[Point-based annotation data]

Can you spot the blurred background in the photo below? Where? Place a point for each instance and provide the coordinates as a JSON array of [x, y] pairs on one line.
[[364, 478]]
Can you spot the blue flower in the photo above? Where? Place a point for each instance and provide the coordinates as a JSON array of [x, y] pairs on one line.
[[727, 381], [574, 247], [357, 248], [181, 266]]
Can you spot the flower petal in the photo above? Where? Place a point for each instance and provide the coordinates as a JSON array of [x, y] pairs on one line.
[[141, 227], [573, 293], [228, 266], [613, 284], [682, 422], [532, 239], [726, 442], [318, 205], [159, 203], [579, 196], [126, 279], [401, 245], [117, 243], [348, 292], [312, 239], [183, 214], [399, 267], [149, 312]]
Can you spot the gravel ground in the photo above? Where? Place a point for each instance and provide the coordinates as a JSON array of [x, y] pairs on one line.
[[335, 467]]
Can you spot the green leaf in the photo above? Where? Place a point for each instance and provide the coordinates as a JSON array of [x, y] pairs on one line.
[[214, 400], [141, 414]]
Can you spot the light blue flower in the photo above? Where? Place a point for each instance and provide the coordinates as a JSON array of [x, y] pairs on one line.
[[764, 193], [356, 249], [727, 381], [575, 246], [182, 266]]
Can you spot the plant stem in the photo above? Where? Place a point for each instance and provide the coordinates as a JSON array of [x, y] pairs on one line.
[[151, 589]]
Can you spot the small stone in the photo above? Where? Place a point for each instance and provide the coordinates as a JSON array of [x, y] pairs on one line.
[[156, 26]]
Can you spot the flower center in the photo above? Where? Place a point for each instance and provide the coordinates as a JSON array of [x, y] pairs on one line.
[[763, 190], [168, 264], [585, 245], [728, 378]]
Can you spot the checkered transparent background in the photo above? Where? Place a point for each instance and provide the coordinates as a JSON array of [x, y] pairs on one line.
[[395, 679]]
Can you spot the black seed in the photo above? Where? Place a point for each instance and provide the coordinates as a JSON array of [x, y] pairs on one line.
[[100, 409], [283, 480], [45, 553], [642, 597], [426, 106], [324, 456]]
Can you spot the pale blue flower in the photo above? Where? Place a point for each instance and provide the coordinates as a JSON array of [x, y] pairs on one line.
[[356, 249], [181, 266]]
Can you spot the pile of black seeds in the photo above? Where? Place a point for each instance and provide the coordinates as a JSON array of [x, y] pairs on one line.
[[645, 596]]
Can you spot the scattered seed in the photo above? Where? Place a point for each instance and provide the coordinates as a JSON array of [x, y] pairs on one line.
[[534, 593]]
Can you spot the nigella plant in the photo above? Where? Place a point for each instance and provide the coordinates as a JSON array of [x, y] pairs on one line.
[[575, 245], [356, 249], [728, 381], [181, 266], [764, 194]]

=== Required work ===
Here, the records must be output exactly and in full.

=== Answer for this exercise ===
Can you spot the blurred background in the photo below? Where? Place a point for each instance and provide the coordinates as a JSON array of [x, y] pairs on one line.
[[364, 478]]
Can you spot the blue flower in the photo above? Where? Place a point for each instance and provide the coordinates as a JSON array of [x, y] pairs on one line.
[[727, 381], [574, 247], [357, 248], [181, 266]]
Can you spot the flower petal in the photo above? Where? Place a point for each instance and provide the coordinates as a JSON array of [x, y] pairs on one line.
[[141, 227], [573, 293], [228, 266], [613, 284], [682, 422], [532, 239], [726, 442], [318, 205], [159, 203], [579, 196], [126, 279], [401, 245], [117, 243], [348, 292], [312, 239], [183, 214], [399, 267], [149, 312]]
Can you spot the gravel ground in the photo above? Where? Place a point for each instance and provide the coordinates as a JSON array of [x, y] pairs on one line.
[[335, 467]]
Can you spot the green leaf in the photo above? Where? Place a point for each instance and provide the coordinates as a JSON array of [x, y] pairs on one line.
[[214, 400], [141, 414]]
Can you spot the light blue flower in the photo above? Where? Place a point for each instance and provide the coordinates as a JSON array of [x, y] pairs on one line.
[[764, 193], [356, 249], [727, 381], [575, 246], [182, 266]]
Can you spot the plant stem in the photo above? Where? Place a point for each instance and provide the coordinates as a JSON array of [x, y] pairs on one line.
[[151, 589]]
Can you spot the small stone in the photo above? Where? Place a point for each instance and provide the coordinates as a JSON array of [x, y] pairs on one line.
[[156, 26]]
Can you spot the flower center in the photo above? Where? Place a point for each instance and provide the coordinates as a JSON array of [x, y] pairs on one line.
[[763, 190], [168, 264], [585, 245], [728, 378]]
Can you spot the checkered transparent background in the photo above? Where? Place a point for each instance and provide the coordinates as a JSON array of [x, y] pairs on one line.
[[395, 679]]
Can you spot the black seed in the photo above? Where? Place a point for each instance and provide the coordinates as a JSON array of [x, y] pairs on one line.
[[100, 409], [283, 480], [45, 553], [642, 597], [426, 106], [324, 456]]
Can you spot the pale blue flower in the photo above? Where? Place a point for each instance and provide the coordinates as a JSON array of [x, y] pairs on one line.
[[356, 249], [181, 266]]
Can you spot the pile of black seeds in the photo above? Where? Place a point for each instance and provide the coordinates as a JSON array of [x, y] pairs on one line.
[[645, 596]]
Can you spot the scattered seed in the photo above? Where? Place a point for each instance and provide the coordinates as a JSON array of [x, y] pairs on one line.
[[534, 593]]
Can you spot the nigella plant in the photo above? Where? Place a point for each instance and provide the coordinates as a JSON array of [x, y] pairs on one line.
[[575, 245], [356, 249], [728, 381], [181, 266], [764, 194]]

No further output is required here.